__Task details__:
Extract each line of the data below that contains the string "field", and copy those lines unchanged.

__Records for the exercise__:
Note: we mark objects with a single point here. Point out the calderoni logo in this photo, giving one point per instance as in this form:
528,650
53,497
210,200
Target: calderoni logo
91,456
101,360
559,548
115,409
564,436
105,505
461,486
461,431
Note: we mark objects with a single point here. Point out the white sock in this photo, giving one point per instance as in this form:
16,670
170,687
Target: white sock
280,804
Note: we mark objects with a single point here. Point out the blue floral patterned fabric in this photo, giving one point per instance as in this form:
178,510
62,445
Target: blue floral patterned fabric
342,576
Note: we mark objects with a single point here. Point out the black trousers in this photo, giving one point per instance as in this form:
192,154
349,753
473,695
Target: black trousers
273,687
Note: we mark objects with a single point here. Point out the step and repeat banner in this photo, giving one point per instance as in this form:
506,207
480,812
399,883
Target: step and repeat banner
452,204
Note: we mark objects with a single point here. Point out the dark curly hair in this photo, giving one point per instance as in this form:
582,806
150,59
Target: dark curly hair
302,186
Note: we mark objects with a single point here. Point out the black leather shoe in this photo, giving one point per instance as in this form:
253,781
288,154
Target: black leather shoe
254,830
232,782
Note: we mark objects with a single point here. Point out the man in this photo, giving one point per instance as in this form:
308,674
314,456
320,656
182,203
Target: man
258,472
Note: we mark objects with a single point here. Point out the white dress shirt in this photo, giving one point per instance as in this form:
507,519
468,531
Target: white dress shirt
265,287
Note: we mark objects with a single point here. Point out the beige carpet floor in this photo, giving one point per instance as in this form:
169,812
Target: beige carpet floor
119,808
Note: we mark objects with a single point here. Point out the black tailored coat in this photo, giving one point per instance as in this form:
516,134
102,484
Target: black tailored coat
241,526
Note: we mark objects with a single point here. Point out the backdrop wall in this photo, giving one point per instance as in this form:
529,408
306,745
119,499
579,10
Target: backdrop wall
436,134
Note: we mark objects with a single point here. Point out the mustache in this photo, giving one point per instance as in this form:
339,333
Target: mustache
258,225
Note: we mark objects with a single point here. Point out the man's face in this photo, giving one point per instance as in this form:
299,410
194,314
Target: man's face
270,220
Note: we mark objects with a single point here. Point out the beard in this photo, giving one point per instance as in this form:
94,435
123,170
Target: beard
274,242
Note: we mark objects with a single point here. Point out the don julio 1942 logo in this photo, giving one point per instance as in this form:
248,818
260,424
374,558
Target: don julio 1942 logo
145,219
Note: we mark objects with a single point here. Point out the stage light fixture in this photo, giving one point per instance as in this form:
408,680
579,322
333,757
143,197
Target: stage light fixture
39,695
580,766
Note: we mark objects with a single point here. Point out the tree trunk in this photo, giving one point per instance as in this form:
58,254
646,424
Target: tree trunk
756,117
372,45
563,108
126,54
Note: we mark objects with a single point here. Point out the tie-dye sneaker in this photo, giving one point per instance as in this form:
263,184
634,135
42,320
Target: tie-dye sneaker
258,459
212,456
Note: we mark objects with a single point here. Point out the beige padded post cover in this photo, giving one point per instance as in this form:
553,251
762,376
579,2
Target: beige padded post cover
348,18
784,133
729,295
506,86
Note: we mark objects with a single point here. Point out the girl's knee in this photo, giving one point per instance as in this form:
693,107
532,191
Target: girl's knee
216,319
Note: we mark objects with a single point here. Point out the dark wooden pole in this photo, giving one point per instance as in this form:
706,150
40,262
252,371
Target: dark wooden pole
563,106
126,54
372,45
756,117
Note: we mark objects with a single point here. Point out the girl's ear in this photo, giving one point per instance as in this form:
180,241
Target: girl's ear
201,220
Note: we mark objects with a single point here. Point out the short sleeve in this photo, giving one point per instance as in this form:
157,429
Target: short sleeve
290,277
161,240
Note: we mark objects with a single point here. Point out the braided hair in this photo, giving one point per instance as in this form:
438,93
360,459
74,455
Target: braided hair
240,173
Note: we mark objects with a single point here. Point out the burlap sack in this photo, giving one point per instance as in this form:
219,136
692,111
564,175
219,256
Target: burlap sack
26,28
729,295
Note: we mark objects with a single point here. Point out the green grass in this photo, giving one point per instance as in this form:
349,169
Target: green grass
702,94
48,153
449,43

--

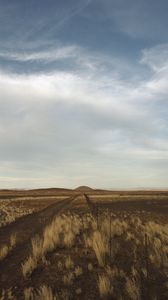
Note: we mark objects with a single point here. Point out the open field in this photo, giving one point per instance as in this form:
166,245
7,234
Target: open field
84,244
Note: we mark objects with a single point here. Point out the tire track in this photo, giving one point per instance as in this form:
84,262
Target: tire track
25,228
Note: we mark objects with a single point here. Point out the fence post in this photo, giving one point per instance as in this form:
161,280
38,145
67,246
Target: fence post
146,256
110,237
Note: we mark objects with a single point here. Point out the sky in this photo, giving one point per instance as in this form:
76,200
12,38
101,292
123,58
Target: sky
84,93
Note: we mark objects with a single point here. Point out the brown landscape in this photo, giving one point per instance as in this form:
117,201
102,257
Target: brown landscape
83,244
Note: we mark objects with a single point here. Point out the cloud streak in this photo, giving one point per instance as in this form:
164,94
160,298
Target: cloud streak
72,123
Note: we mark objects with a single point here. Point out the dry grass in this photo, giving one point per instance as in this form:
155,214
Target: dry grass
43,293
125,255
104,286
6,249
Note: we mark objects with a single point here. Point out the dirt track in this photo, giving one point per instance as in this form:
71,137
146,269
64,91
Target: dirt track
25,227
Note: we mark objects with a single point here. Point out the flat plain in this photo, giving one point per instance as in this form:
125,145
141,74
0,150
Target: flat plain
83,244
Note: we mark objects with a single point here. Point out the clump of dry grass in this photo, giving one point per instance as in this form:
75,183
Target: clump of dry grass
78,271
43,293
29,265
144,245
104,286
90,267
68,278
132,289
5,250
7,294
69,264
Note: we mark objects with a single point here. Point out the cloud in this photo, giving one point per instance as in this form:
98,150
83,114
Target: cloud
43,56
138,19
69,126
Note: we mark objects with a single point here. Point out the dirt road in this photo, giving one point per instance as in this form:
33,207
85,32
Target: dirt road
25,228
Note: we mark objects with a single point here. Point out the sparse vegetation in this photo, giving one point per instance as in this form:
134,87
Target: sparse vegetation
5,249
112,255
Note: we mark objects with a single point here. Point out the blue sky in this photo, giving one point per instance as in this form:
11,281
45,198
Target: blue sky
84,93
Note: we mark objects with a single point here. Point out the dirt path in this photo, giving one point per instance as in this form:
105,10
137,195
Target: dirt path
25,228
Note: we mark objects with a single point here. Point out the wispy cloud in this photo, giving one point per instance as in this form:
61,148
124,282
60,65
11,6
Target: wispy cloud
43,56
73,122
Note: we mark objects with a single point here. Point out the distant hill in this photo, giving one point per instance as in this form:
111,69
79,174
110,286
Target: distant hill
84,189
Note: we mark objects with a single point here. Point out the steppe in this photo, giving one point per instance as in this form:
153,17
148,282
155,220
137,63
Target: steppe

---

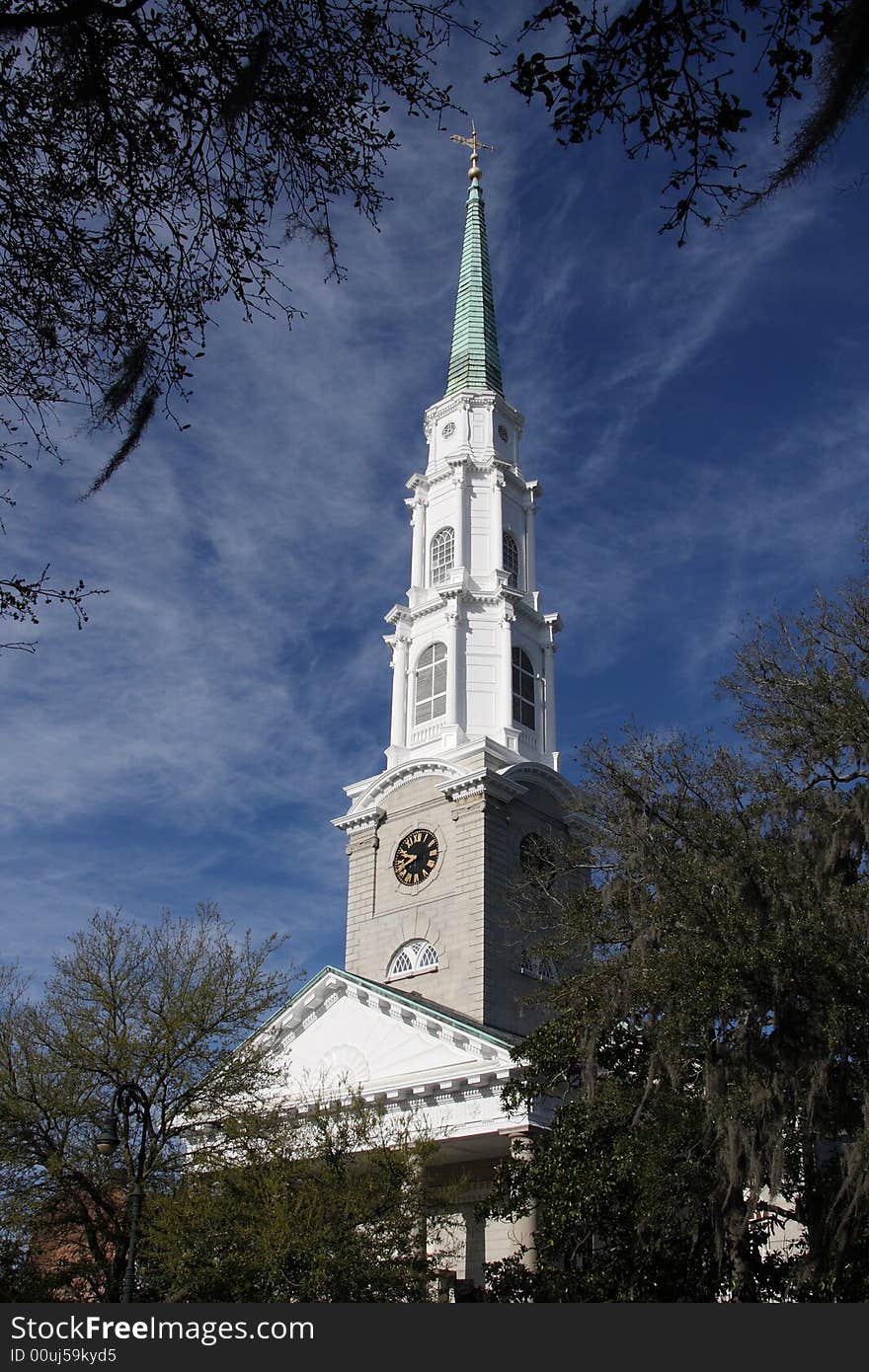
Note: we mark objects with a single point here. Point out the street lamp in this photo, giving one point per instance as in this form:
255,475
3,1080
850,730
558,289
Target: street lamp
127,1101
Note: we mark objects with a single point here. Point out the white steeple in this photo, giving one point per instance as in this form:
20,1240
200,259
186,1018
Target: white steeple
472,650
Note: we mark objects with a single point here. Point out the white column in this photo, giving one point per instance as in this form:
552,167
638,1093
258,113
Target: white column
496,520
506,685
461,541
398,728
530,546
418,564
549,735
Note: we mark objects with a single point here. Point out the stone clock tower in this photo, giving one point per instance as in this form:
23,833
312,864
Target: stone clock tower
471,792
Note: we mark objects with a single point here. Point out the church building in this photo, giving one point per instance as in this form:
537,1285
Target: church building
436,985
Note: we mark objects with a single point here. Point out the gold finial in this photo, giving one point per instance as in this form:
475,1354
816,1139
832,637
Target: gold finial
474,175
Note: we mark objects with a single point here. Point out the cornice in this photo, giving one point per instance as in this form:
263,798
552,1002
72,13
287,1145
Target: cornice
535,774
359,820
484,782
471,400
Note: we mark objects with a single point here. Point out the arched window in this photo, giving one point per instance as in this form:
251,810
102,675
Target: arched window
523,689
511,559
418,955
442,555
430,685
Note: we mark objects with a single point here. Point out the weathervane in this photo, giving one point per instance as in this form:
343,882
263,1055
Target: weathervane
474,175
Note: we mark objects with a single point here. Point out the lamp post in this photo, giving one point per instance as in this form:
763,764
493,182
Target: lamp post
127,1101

__Written response__:
Note: we mark objects with a single point here. Point out the open field in this photo, giving one point per instance as in this form:
Target: open field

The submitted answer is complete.